--- STUDY TEXT ---
- - -

The Big Problem
Let’s allow the optimists some fun for a while: all the cable TV channels and now the Wall Street Journal are agog with predictions of an end to this recession as early as this Fall. As I have said before I don’t believe that yet – the upbeat data is just too fragile and limited – but let’s hope the optimists are right.
Meanwhile we need to deal with the problems within the economy that led us to this downturn. Highest, and most prominent on that list is the banking system.
By now there have been vast screeds of opinions written about the ills of our finance system, and we have been subjected to what feels like an endless bombardment of bailouts, fixes, and kluges none of which seem to have done away with those problematic assets.
So let me add my voice to the growing list of people who fear that the opportunity to correct the system are beginning to fade: taxpayers are suffering from ‘bailout’ fatigue, and the administration seems strangely incapable of strong direct action. The government found it fairly easy to ditch Rick Wagoner from GM, but freezes up in helpless fear at the prospect of doing likewise with Ken Lewis at Bank of America [as one obviously inept example], even though the amount of shareholder value destroyed on his watch has been just as horrendous.
There is something fishy about the administration’s lack of reforming zeal with regard to the banks. Let’s not forget that this recession is largely the creation of the enormous greed and ineptitude of the big banks. If GM has to undergo massive and painful surgery, why not Citibank or B. of A.?
The growing consensus is that the banks are simply too powerful. They have tremendous political clout, and constantly wheel out the old ‘you daren’t let me fail’ argument which scares Washington into timid sterility.
Well, if a bank is too big to fail it surely must be too big to exist also.
This maxim is the rallying cry for those of us who fear that an unreformed and significantly weaker banking system will inevitably lead us into a repeat of the current crisis sooner rather than later.
As Paul Krugman says, we should make banking boring again: Op-Ed Columnist – Making Banking Boring
The past thirty years were a boom time for bankers, not only did they pay themselves huge bonuses, but the share of total corporate profits that were generated in finance skyrocketed. The contrast with the dull post war years of the 1950’s through 1980 could not have been more stark.

- - -

--- ENTRIES SHOWN ---
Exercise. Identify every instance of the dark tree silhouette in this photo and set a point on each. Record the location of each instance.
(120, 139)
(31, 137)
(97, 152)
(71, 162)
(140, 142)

- - -

In the post on the banking system, whom did the government find it fairly easy to remove from GM? Use only the text, not the records.

--- TASK SOLUTION ---
Rick Wagoner